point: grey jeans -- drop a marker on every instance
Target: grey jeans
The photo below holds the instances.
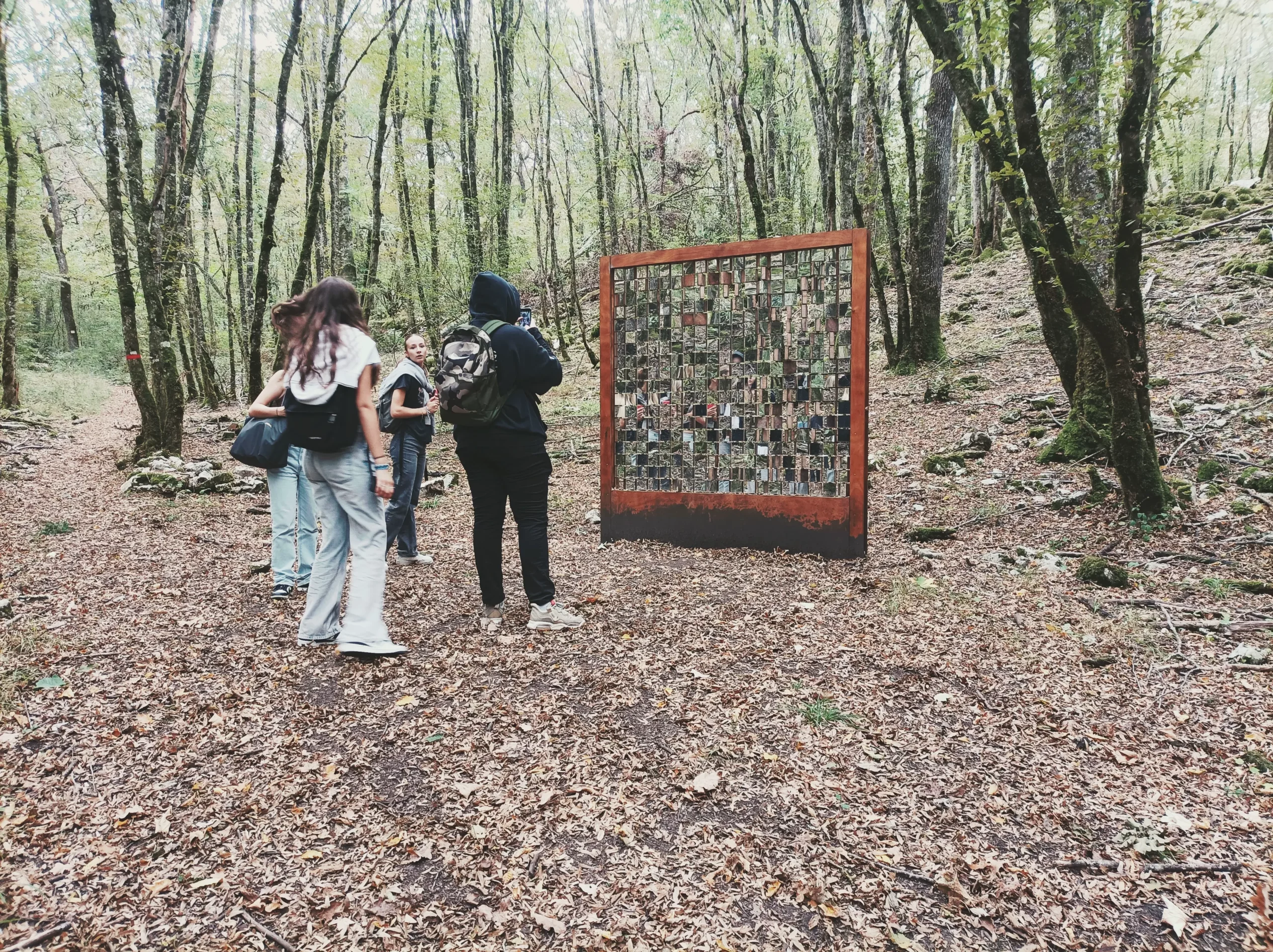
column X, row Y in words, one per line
column 353, row 521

Exercise instructions | Among the entries above, which lines include "jeans"? List them all.

Finished exercise |
point: grey jeans -- drop a marker on every instance
Target: grey jeans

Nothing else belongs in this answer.